WHAT THE TASK ASKS: Rewrite each line of the records below as a numbered list, leaving out the blank lines.

RECORDS FOR THIS TASK:
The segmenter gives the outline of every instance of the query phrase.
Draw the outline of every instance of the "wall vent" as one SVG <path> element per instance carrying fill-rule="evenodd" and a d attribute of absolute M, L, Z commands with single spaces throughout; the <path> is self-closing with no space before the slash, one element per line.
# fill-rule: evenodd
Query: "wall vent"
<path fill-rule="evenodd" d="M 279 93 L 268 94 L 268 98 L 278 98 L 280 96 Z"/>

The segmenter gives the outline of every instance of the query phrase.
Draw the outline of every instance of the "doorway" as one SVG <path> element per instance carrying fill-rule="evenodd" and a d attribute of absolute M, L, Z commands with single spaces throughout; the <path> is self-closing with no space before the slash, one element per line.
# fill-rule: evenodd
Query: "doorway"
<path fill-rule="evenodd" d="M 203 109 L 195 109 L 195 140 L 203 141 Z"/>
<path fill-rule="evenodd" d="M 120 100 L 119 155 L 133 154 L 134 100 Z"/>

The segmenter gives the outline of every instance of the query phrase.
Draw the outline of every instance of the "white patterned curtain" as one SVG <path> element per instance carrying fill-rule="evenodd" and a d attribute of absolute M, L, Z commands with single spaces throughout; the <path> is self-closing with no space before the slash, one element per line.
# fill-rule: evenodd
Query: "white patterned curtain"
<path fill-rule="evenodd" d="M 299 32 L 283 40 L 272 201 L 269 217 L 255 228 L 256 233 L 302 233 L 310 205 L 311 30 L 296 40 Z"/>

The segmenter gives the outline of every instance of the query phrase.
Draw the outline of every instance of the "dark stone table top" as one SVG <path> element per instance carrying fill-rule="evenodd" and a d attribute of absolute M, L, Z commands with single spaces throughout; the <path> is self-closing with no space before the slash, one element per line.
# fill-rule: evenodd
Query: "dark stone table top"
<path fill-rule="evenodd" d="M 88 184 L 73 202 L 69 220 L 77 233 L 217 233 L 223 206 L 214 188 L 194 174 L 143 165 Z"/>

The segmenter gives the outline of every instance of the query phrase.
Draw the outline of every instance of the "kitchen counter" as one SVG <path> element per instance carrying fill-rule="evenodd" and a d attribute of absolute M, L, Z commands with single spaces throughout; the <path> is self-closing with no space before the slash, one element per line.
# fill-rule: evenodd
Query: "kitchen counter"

ANSWER IN FULL:
1. The segmenter gives the outline of every instance of the query phrase.
2. Draw the outline of every instance of the "wall vent" as one SVG <path> element per instance carrying fill-rule="evenodd" and a d attribute of absolute M, L, Z commands with single spaces throughout; the <path> is self-closing with no space before the slash, one element per line.
3. # fill-rule: evenodd
4. Query: "wall vent"
5. <path fill-rule="evenodd" d="M 279 93 L 268 94 L 268 98 L 278 98 L 280 96 Z"/>
6. The segmenter gives the outline of every instance of the query phrase.
7. Draw the outline of every instance of the "doorway" as one SVG <path> element per instance carrying fill-rule="evenodd" and a d attribute of absolute M, L, Z commands with single spaces throughout; the <path> is self-closing with no space before the slash, one element per line.
8. # fill-rule: evenodd
9. Query: "doorway"
10. <path fill-rule="evenodd" d="M 203 109 L 195 109 L 195 140 L 203 141 Z"/>
11. <path fill-rule="evenodd" d="M 120 100 L 119 155 L 133 154 L 134 100 Z"/>
12. The segmenter gives the outline of every instance of the query phrase.
13. Draw the outline of every instance of the "white patterned curtain" as one SVG <path> element per instance carrying fill-rule="evenodd" and a d attribute of absolute M, L, Z commands with single spaces throughout; the <path> is self-closing with no space before the slash, one element per line.
14. # fill-rule: evenodd
15. Query: "white patterned curtain"
16. <path fill-rule="evenodd" d="M 299 32 L 283 40 L 272 201 L 269 217 L 255 228 L 256 233 L 302 233 L 310 205 L 311 30 L 296 40 Z"/>
17. The segmenter gives the outline of every instance of the query phrase.
18. Draw the outline of every instance of the "dark stone table top" as one SVG <path> element per instance carrying fill-rule="evenodd" and a d attribute of absolute M, L, Z commands with single spaces throughout; the <path> is self-closing with no space before the slash, one element per line.
19. # fill-rule: evenodd
20. Query: "dark stone table top"
21. <path fill-rule="evenodd" d="M 88 184 L 73 202 L 69 220 L 77 233 L 217 233 L 223 206 L 214 188 L 194 174 L 143 165 Z"/>
22. The segmenter gives the outline of every instance of the query phrase.
23. Draw the outline of every instance of the "kitchen counter" as one SVG <path> element per instance carrying fill-rule="evenodd" and a d attribute of absolute M, L, Z commands with single spaces throughout; the <path> is self-closing with no space before the slash, one element per line.
24. # fill-rule: evenodd
25. Query: "kitchen counter"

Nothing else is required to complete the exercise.